## Prompt
Repeat the lines of the listing exactly, starting from the line containing "Give a dot for each instance of the black" up to and including the line containing "<point>169,205</point>".

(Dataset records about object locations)
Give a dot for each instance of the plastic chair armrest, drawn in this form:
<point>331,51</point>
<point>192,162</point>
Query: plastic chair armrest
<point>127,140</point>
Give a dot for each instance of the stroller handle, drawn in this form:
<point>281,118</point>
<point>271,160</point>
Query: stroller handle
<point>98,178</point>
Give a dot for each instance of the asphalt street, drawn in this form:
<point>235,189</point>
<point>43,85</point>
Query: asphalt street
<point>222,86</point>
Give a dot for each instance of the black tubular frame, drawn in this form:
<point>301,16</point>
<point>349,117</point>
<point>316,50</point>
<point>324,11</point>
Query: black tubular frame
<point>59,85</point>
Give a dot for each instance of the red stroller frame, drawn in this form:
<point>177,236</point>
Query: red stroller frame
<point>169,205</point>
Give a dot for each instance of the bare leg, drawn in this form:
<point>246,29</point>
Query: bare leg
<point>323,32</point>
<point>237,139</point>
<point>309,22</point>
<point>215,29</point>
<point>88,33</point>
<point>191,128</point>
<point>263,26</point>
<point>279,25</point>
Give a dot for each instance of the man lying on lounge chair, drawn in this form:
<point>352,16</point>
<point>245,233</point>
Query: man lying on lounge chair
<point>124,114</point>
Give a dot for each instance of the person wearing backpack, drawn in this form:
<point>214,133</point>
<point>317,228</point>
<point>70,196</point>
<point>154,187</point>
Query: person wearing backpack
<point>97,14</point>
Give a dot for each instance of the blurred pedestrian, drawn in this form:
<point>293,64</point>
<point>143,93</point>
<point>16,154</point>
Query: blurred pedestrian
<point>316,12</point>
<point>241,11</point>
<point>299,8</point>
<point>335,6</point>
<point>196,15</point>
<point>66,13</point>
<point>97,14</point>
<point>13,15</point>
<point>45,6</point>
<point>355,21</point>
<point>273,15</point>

---

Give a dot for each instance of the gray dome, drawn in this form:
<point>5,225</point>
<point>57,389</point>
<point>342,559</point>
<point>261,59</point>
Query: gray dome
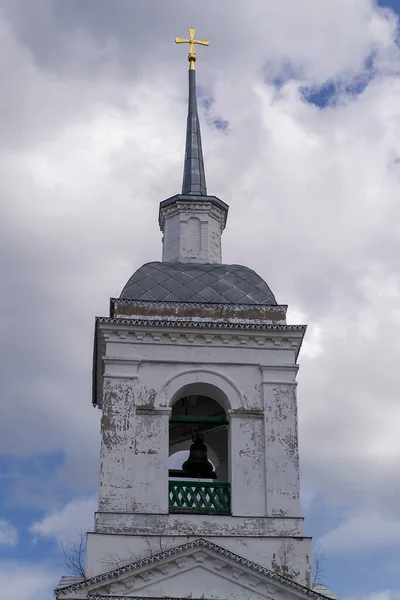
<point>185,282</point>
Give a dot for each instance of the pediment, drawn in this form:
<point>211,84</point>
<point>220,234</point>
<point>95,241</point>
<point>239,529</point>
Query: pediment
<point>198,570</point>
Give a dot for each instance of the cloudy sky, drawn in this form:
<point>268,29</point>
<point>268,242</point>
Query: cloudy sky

## Solved problem
Give a dot for each instance of the black tubular frame, drawn in this form:
<point>301,16</point>
<point>349,117</point>
<point>316,50</point>
<point>324,11</point>
Query: black tubular frame
<point>59,85</point>
Give a dot for each instance of the red stroller frame, drawn in this form:
<point>177,236</point>
Query: red stroller frame
<point>169,205</point>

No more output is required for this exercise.